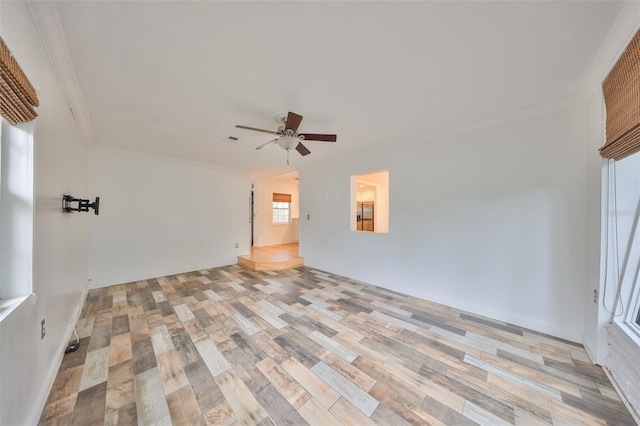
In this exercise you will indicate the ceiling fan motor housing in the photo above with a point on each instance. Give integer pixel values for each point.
(288, 141)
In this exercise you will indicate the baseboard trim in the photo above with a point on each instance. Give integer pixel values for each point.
(43, 395)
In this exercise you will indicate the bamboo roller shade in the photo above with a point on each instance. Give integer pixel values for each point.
(17, 95)
(281, 198)
(622, 97)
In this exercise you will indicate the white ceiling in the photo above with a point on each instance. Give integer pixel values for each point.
(174, 78)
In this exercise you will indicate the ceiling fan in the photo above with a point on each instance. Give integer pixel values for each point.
(287, 134)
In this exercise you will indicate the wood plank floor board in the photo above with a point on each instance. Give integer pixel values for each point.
(231, 345)
(206, 390)
(346, 388)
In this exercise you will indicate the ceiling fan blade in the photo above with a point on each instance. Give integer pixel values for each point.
(302, 149)
(318, 137)
(293, 121)
(271, 132)
(268, 144)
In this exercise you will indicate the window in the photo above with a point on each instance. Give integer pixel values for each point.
(16, 211)
(281, 208)
(370, 202)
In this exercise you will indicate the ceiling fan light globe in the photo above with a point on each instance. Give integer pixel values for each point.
(288, 142)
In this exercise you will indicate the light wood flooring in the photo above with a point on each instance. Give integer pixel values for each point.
(272, 258)
(235, 346)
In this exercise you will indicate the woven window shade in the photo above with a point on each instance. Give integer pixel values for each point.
(622, 97)
(17, 95)
(281, 198)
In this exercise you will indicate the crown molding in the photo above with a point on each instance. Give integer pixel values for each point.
(46, 19)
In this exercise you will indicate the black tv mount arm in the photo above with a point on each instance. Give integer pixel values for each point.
(83, 205)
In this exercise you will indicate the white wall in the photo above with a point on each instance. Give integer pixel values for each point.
(491, 221)
(160, 217)
(265, 232)
(29, 364)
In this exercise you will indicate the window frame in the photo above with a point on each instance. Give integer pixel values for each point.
(277, 207)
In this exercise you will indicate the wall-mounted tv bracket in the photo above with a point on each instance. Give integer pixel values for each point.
(83, 205)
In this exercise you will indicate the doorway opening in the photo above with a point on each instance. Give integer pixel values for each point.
(370, 202)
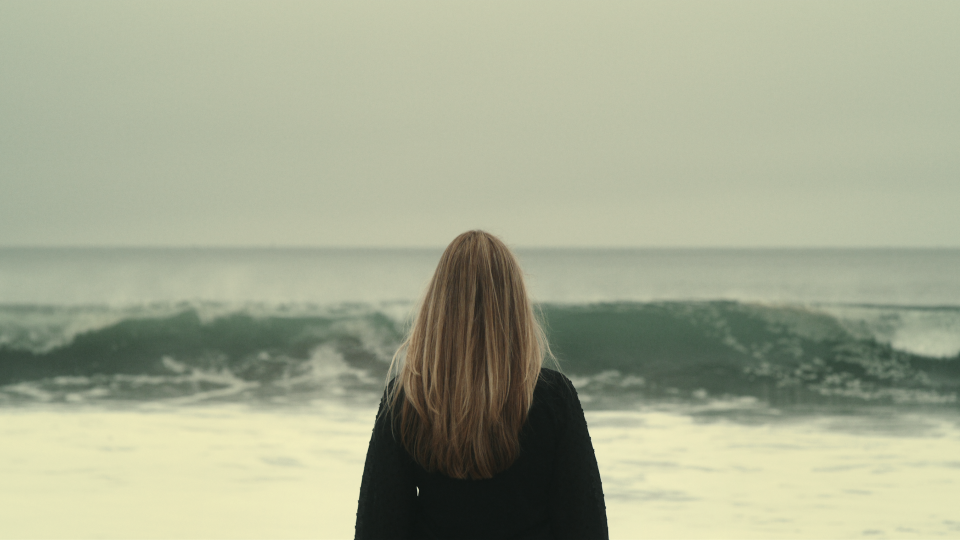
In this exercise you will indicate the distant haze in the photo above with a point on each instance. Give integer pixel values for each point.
(550, 123)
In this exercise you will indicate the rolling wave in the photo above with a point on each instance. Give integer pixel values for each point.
(615, 353)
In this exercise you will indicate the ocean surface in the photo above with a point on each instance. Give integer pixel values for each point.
(230, 392)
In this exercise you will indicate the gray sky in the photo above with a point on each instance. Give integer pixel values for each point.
(549, 123)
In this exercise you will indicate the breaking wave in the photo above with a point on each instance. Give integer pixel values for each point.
(615, 352)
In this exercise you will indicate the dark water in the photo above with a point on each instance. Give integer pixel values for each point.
(618, 352)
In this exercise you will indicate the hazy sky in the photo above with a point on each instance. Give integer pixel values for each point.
(550, 123)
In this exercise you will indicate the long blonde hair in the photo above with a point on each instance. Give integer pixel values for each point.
(472, 361)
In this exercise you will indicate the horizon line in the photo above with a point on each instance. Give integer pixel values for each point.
(441, 247)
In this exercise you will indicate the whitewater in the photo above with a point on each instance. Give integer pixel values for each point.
(230, 393)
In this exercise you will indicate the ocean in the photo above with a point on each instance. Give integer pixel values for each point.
(230, 393)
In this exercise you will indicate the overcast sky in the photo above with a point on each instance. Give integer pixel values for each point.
(550, 123)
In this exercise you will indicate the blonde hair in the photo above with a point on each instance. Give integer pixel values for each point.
(472, 361)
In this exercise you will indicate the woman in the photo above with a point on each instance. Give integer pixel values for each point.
(473, 438)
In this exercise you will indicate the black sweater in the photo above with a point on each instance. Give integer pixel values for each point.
(553, 490)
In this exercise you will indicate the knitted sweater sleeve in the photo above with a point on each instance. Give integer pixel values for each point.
(388, 490)
(577, 507)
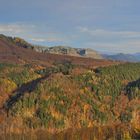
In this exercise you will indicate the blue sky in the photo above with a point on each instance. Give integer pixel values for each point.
(108, 26)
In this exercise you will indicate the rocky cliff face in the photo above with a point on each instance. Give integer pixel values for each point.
(62, 50)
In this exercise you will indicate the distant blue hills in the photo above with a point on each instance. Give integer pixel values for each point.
(123, 57)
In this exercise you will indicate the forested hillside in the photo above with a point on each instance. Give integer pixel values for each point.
(70, 100)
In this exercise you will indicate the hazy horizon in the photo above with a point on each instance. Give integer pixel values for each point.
(105, 26)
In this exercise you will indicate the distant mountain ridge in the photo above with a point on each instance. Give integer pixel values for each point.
(124, 57)
(64, 50)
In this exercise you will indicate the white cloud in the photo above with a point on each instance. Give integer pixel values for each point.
(109, 33)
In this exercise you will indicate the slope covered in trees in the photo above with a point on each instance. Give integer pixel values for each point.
(67, 99)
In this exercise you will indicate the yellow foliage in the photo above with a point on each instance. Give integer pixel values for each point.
(7, 86)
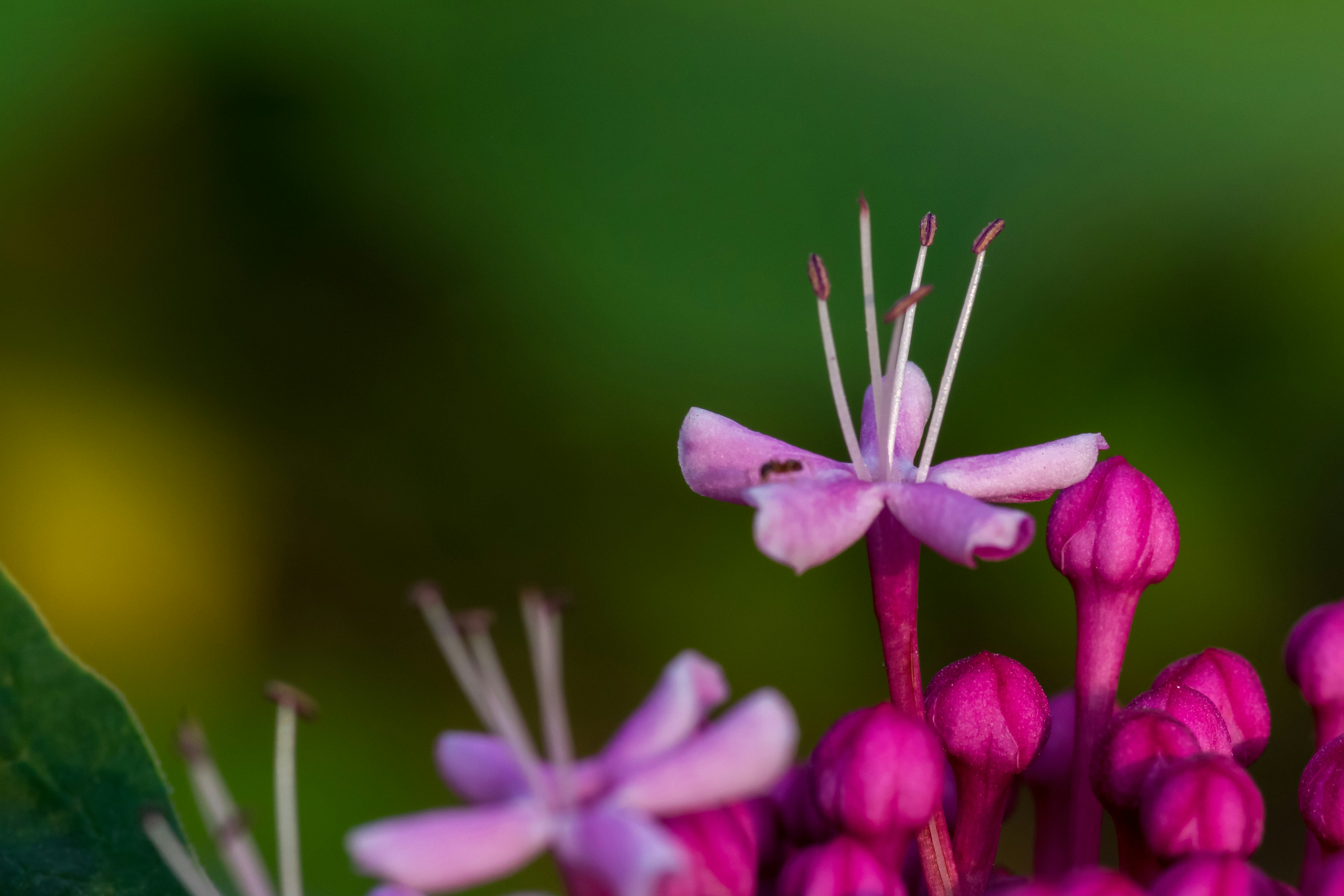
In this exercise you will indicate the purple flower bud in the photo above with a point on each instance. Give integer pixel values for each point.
(1234, 687)
(1193, 710)
(802, 821)
(1315, 660)
(878, 771)
(1135, 745)
(994, 719)
(842, 867)
(1205, 875)
(721, 854)
(1048, 778)
(1203, 804)
(1111, 535)
(1322, 796)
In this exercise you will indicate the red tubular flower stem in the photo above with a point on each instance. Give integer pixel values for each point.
(894, 565)
(1102, 635)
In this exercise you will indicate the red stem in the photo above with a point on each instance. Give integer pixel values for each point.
(894, 564)
(1104, 622)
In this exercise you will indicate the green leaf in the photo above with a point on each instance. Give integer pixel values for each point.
(76, 771)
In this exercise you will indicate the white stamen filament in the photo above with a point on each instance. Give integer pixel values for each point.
(899, 352)
(219, 813)
(503, 708)
(287, 801)
(544, 630)
(851, 441)
(870, 322)
(949, 370)
(454, 649)
(176, 858)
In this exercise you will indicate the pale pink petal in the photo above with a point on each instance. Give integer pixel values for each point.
(480, 769)
(916, 401)
(740, 755)
(959, 527)
(689, 688)
(721, 458)
(451, 848)
(617, 852)
(1023, 475)
(806, 523)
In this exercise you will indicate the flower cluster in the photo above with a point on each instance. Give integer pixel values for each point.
(902, 798)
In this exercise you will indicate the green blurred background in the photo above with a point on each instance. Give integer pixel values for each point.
(306, 301)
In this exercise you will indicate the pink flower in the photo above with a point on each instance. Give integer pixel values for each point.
(598, 816)
(811, 508)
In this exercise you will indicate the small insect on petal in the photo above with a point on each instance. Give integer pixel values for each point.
(818, 274)
(928, 227)
(906, 303)
(991, 230)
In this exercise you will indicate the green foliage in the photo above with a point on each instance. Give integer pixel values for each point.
(76, 771)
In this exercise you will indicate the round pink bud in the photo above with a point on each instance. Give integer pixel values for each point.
(721, 851)
(878, 774)
(1322, 796)
(1203, 804)
(1213, 875)
(1193, 710)
(1234, 687)
(842, 867)
(1051, 768)
(1136, 742)
(990, 713)
(795, 800)
(1315, 660)
(1115, 531)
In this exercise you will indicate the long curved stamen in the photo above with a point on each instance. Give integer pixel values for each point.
(219, 812)
(899, 351)
(822, 287)
(427, 597)
(175, 856)
(499, 698)
(542, 620)
(949, 370)
(291, 703)
(870, 320)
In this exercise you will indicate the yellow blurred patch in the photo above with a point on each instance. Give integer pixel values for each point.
(131, 522)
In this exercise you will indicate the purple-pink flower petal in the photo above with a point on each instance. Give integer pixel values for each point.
(1023, 475)
(479, 768)
(960, 527)
(740, 755)
(721, 458)
(447, 849)
(689, 688)
(806, 523)
(616, 852)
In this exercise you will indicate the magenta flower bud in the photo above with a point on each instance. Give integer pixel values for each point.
(1138, 743)
(842, 867)
(878, 773)
(800, 817)
(1315, 660)
(1193, 710)
(1205, 804)
(1234, 687)
(1111, 535)
(721, 854)
(1322, 796)
(994, 719)
(1048, 778)
(1213, 875)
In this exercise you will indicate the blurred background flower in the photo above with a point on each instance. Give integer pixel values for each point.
(304, 301)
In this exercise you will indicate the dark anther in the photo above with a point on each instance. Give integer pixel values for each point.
(780, 467)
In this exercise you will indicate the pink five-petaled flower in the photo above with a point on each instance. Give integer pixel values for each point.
(811, 508)
(598, 816)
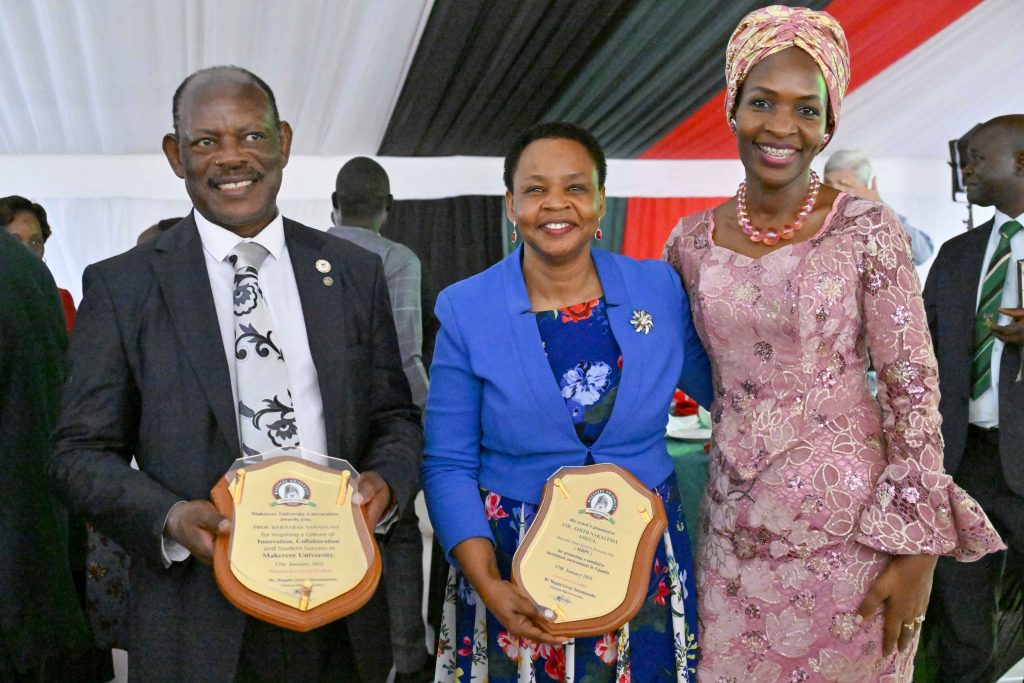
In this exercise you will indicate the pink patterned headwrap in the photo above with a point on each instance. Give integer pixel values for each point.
(765, 32)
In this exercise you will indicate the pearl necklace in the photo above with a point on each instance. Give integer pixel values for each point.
(771, 236)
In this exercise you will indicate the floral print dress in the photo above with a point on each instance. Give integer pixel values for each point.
(812, 484)
(659, 643)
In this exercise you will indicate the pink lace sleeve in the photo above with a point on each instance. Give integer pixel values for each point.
(918, 509)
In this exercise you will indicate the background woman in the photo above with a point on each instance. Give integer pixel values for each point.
(548, 359)
(26, 220)
(822, 514)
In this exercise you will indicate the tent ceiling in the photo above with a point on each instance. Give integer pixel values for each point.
(444, 77)
(83, 77)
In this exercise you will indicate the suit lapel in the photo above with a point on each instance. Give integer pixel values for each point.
(620, 312)
(324, 311)
(180, 269)
(962, 299)
(527, 344)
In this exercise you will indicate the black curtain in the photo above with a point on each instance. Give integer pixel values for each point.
(485, 70)
(663, 62)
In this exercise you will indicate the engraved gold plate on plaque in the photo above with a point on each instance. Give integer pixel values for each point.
(299, 554)
(589, 552)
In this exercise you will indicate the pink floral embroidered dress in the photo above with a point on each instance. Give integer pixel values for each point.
(811, 481)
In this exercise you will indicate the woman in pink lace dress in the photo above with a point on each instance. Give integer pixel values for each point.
(824, 509)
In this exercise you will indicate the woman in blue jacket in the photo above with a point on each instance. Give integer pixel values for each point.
(558, 355)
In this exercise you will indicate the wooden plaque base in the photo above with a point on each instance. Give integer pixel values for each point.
(597, 528)
(274, 611)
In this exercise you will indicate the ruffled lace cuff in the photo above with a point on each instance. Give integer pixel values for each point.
(923, 512)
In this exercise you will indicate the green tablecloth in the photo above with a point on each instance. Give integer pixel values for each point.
(691, 471)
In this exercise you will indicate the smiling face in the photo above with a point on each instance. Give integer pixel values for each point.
(991, 174)
(555, 202)
(230, 152)
(780, 117)
(26, 227)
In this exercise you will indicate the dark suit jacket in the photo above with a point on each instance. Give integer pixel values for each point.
(40, 615)
(951, 302)
(147, 376)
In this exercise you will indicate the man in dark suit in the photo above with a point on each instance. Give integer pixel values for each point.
(153, 371)
(977, 325)
(41, 622)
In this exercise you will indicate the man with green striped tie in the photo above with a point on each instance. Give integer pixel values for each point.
(977, 321)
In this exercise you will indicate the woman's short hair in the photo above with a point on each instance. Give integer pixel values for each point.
(559, 130)
(11, 205)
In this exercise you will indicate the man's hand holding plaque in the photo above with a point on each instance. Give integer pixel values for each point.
(588, 554)
(301, 551)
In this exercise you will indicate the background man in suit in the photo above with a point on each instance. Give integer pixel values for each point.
(154, 372)
(41, 622)
(850, 170)
(972, 283)
(361, 201)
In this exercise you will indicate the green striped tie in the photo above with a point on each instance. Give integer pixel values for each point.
(988, 310)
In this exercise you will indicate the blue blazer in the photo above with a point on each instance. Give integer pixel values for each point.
(496, 417)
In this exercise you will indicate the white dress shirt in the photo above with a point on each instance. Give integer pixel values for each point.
(282, 294)
(984, 411)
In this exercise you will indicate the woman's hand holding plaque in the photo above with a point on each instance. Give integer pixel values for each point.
(588, 554)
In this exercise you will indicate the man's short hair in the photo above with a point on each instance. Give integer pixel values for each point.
(256, 80)
(851, 160)
(361, 189)
(12, 204)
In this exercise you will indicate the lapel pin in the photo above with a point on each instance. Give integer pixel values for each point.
(642, 321)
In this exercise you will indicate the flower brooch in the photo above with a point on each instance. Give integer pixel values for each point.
(642, 321)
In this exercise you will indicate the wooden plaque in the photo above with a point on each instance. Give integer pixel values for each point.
(300, 553)
(588, 555)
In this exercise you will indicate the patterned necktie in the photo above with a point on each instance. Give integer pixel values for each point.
(266, 414)
(988, 310)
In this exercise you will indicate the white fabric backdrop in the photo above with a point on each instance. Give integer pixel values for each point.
(93, 226)
(96, 76)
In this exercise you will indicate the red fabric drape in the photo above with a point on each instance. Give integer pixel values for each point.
(649, 220)
(880, 33)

*To do*
Can you quote exactly the lines from the one containing "In this exercise you will indicate the green striped" through the last line of the records above, and nothing else?

*Full answer*
In this exercise you will indicate the green striped tie in the photo above with a point on each instance. Give integer pixel values for each point.
(988, 310)
In this exercise you will indicate the blue blazer in the photo above with a point on each instance. Give integer pixel values for each point.
(496, 417)
In this exercise you will indicate the white dress shirt in the photo above with a point on each instance. Give integer pixel values for each point.
(282, 294)
(984, 411)
In this exercise you will indicate the woman's hand holding plaque in the photo above with a point on each instance. Give integer pixel values for each point.
(588, 554)
In this exercise you will indicate the man's short hair in the photo above with a point on each instance. Give integer pixel values for each point.
(256, 80)
(851, 160)
(361, 189)
(12, 204)
In this exercise you will indicate the lapel pin in the photo above with a point on each instance. Give integer pixel values for each point.
(642, 321)
In this exercise you will indicate the flower brooch in the photo above with a point on each instance. Give integer pixel values for each point.
(642, 321)
In this exercise you will indicate the wooden plaque in the photo above with a point on each instance. Give integer pixel values for each point.
(300, 553)
(588, 555)
In this exercise you will indicate the patterned necktie in the photo above with a point on each instance. Give integer pixel values for each point.
(266, 414)
(988, 310)
In this exercise you will indicate the white fabric backdrop in the photo above with a point on each instance. Give integer pixel values for each point.
(93, 226)
(96, 76)
In this exercise you will indicate the red fabric drape in the photo above with a point on each instance. Give integer pixel values for each point.
(649, 220)
(880, 33)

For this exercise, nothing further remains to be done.